[Stored items from a collection]
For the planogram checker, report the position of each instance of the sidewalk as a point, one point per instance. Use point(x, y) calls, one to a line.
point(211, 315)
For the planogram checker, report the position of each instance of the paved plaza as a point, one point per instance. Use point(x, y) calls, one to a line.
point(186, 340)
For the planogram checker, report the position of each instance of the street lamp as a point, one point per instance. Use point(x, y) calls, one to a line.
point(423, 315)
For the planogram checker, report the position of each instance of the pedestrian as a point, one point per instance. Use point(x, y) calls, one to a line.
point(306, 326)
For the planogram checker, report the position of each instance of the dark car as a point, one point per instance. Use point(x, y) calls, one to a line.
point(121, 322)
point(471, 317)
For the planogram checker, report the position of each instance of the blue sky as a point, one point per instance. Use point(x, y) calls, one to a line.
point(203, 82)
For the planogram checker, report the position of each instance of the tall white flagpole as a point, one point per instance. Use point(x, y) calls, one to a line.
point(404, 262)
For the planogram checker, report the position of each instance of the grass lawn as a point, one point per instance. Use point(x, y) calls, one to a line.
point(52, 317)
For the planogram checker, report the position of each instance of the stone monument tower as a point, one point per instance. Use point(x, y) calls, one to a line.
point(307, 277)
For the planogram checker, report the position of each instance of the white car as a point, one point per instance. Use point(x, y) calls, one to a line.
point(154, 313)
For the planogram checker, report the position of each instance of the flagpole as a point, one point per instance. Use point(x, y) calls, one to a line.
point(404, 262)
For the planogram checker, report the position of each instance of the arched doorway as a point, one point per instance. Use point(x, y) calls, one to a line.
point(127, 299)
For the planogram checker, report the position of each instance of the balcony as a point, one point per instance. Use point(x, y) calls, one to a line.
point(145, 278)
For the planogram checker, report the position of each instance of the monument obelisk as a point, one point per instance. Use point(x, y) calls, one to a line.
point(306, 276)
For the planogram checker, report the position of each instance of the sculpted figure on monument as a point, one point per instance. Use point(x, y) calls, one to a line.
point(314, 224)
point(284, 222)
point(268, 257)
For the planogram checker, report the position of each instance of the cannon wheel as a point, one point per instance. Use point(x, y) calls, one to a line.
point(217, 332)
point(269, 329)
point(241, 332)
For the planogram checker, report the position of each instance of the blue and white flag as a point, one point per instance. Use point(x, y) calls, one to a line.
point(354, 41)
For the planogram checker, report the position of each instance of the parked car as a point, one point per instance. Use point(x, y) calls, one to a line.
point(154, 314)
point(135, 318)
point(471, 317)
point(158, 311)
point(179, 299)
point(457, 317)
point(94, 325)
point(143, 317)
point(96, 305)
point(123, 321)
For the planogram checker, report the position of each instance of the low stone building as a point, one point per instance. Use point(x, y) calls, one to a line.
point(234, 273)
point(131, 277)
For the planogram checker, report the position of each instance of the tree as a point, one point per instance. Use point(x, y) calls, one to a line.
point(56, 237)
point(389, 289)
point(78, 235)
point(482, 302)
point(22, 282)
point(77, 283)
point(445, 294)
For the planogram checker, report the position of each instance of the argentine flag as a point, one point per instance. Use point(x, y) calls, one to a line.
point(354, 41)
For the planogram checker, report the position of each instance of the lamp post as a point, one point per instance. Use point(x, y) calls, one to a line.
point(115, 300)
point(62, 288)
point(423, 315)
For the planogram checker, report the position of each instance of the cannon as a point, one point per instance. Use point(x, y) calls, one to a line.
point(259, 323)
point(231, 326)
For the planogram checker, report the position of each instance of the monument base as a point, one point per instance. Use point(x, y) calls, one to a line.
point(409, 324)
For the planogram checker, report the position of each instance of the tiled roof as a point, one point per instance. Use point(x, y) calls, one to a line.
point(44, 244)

● Goal of the exercise
Nothing from before the line containing "of the lamp" should appear; copy that line and each one after it through the last line of the entries, exactly.

● Exercise result
For the planogram checker, report the position of each instance of the lamp post as a point, one point per instance. Use point(x, y) calls, one to a line.
point(115, 300)
point(62, 288)
point(423, 315)
For the planogram checker, report the position of each instance of the cannon as a point, one point per instance. Use point(x, y) calls, one to a line.
point(259, 323)
point(231, 326)
For the planogram checker, report the position of each instance of the monument base as a point, one point per instance. Use point(x, y) calls, one to a line.
point(409, 324)
For the planogram checker, report the position of each instance of the tiled roof as a point, one point per instance. Use point(x, y) calls, one to a line.
point(44, 244)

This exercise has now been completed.